[Natural-language object grounding data]
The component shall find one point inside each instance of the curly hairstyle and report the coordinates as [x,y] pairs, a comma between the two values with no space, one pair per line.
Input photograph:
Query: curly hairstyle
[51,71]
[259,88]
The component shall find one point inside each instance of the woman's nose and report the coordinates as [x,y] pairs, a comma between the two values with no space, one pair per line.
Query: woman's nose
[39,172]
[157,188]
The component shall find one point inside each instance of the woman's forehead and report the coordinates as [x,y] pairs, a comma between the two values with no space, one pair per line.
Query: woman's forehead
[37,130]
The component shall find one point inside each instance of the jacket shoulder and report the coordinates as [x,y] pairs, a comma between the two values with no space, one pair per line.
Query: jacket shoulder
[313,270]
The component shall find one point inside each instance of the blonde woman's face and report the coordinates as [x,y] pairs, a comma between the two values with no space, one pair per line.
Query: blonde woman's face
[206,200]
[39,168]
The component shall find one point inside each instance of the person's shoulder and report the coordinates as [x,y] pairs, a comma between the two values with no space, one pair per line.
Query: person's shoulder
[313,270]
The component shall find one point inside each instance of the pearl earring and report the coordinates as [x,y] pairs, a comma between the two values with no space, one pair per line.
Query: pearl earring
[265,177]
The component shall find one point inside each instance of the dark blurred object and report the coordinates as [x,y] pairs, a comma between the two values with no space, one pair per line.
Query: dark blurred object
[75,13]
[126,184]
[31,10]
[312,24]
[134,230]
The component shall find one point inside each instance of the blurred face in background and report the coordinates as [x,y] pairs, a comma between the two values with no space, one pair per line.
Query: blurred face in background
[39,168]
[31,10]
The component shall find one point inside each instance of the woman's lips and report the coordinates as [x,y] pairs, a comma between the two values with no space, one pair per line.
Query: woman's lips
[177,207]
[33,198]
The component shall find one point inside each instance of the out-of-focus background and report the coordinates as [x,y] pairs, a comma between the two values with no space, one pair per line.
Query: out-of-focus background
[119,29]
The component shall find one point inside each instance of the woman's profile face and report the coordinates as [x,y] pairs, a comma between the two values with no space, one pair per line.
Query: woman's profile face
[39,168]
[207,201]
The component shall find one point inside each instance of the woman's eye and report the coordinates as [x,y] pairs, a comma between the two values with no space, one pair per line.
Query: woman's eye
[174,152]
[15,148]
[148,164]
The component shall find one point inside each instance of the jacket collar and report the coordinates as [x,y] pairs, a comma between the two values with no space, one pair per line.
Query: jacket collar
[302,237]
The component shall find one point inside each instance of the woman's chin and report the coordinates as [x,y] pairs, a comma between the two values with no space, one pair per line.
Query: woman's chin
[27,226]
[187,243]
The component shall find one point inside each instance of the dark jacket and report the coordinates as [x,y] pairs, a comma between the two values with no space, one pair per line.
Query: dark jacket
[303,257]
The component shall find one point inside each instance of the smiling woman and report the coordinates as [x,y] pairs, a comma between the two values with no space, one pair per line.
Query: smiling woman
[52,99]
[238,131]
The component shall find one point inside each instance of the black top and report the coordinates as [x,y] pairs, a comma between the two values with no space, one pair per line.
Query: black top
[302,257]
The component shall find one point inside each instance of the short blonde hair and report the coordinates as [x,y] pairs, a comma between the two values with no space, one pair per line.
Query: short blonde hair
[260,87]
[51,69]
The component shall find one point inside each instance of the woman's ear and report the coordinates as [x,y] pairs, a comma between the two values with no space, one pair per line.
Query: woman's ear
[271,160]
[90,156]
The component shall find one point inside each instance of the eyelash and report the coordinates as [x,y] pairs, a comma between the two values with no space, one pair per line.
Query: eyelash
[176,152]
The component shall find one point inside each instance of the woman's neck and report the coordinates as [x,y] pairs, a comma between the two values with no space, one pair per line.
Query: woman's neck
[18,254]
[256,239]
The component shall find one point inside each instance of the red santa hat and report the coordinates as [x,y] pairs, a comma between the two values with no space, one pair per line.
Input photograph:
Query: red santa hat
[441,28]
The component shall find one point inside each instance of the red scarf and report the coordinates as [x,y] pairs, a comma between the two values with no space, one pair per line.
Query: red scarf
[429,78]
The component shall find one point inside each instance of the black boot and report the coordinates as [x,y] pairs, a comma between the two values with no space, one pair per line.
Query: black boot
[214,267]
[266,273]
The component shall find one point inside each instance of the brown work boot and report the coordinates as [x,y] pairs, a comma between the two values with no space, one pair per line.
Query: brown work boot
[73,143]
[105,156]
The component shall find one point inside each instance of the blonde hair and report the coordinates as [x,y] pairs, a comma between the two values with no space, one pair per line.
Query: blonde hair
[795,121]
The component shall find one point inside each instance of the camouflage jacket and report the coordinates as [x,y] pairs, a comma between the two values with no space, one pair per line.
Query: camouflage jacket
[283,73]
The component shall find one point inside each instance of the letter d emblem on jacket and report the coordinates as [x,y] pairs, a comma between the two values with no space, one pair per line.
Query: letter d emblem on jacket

### YOUR INSTRUCTIONS
Each line of the data must be written out exactly as it appears.

### ANSWER FOR THE TASK
The component shall find one point inside each instance of the curly hairstyle and report the coordinates as [x,y] pairs, a comma between the two values with no space, one pair per line.
Input photograph:
Query: curly hairstyle
[51,71]
[259,88]
The component shall find one point inside each instance of the woman's nose and report the coordinates as [x,y] pairs, a comma between the two values with no space, one pair per line.
Query: woman's nose
[39,172]
[157,188]
The component shall find one point inside each instance of the woman's forehead and report the coordinates as [x,y] pairs, a comma between the two values with no space, one pair per line.
Query: woman's forehead
[37,130]
The component shall find one point inside each instance of the jacket shoulder and report the coordinates as [x,y] pairs, a comma between the two values with no space, one pair per line.
Query: jacket shoulder
[313,270]
The component shall find one point inside each instance of the blonde woman's face and report the coordinates as [x,y] pairs, a comma between the two values with no space, one pair per line.
Query: blonde woman's face
[206,200]
[39,168]
The component shall find one point inside each instance of the person's shoulder and report the coordinates as [x,y] pairs, a comma between the two values with no space, one pair per line.
Query: person's shoulder
[313,270]
The component shall find one point inside each instance of the pearl earring and report the coordinates as [x,y] pairs, a comma between the two values with no space, one pair per line.
Query: pearl earring
[265,177]
The component shall find one point inside each instance of the dark blurred object and report the coordinates as [x,y] pairs, a comma between the two values with no space, one pair per line.
Query: dark blurred object
[75,13]
[126,184]
[31,10]
[312,24]
[134,230]
The component shall find one point inside each instance of the blurred face in background and report the coordinates as [x,y] pairs, a comma between the two values with no space, one pair per line.
Query: blurred face in background
[39,168]
[31,10]
The component shall find one point inside each instance of the woman's lips and report the coordinates as [x,y] pairs, a comma between the two values with no space, one pair per line.
Query: woman's lips
[177,207]
[33,198]
The component shall find one point inside each instance of the out-of-focus background and report the coordinates as [x,y] pairs, a comma between the two values with no space, one pair per line.
Query: out-of-focus background
[119,29]
The component shall find one point inside each instance of the woman's profile face and report the coordinates as [x,y] pairs, a comma between the two values with no space, one pair per line.
Query: woman's profile face
[39,168]
[207,201]
The component shall find one point inside each instance of the woman's eye and report the coordinates as [x,y] pairs, a comma between the two values with no space, one pair per line.
Query: woman's eye
[174,152]
[15,148]
[148,164]
The component shall find one point inside each instance of the jacket collar and report the coordinates as [x,y] pairs, a comma between the two values with no space, one pair per line.
Query: jacket collar
[302,237]
The component shall find one point inside each instance of the woman's chin and report the coordinates as [x,y] pairs, a comma between the two values with no space, one pair per line.
Query: woman's chin
[27,226]
[187,243]
The component shall find one point inside each instance of the dark jacket and report the coordinates as [x,y] pairs, a comma between the two values with no space, one pair per line.
Query: dark jacket
[303,257]
The component shall find one point inside each instance of the smiling woman and report the coordinates as [x,y] pairs, a comma between the two values with no space, one pair per line.
Query: smiling woman
[52,99]
[238,131]
The component shall find one point inside each instance of the black top and report the coordinates as [x,y] pairs, a comma between the two values with no space, one pair per line.
Query: black top
[302,257]
The component shall find one point inside each instance of the short blonde hair and report the coordinates as [x,y] pairs, a comma between the two values with no space, one pair per line.
Query: short blonde hair
[260,87]
[51,69]
The component shall find one point inside each instance of the woman's ear and report the coordinates as [x,y] pairs, a comma between the two values with no space, one pair per line.
Query: woman's ear
[271,160]
[90,156]
The component shall find one point inside each instance of the eyelash and report the coordinates as [x,y] pairs, a comma between the two values with no space, one pair per line.
Query: eyelash
[176,152]
The component shall find one point inside each instance of the woman's neck and report the coordinates as [x,y] pairs, a comma between the two values with no space, one pair per line.
Query: woman's neck
[18,254]
[256,239]
The component shall find one point inside each instance of the red santa hat and report the coordinates as [x,y] pairs, a comma between the two values with no space, one pair per line.
Input photograph:
Query: red santa hat
[441,28]
The component shall find one point inside each instance of the red scarf and report the coordinates as [x,y] pairs, a comma between the two values with no space, one pair per line.
Query: red scarf
[429,78]
The component shall find one point inside each instance of the black boot and report the coordinates as [x,y] pairs, a comma between the two values with no space, one pair per line.
Query: black boot
[214,267]
[266,273]
The component shall find one point inside each instance of the brown work boot and report the coordinates as [x,y] pairs, a comma between the two values with no space, one pair per line.
Query: brown work boot
[73,143]
[105,156]
The component shall find one point inside each instance of the blonde hair and report the coordinates as [x,y] pairs, a comma between the two values with no space, one pair per line.
Query: blonde hair
[795,121]
The component shall find one point inside each instance of the camouflage jacket and report the coordinates as [x,y] pairs, a comma between the two values with no space, one pair per line.
Query: camouflage jacket
[283,73]
The component shall find one point inside each instance of the letter d emblem on jacket and report the coordinates as [x,y] pairs, a comma between the two values with no space, one pair per line.
Query: letter d emblem on jacket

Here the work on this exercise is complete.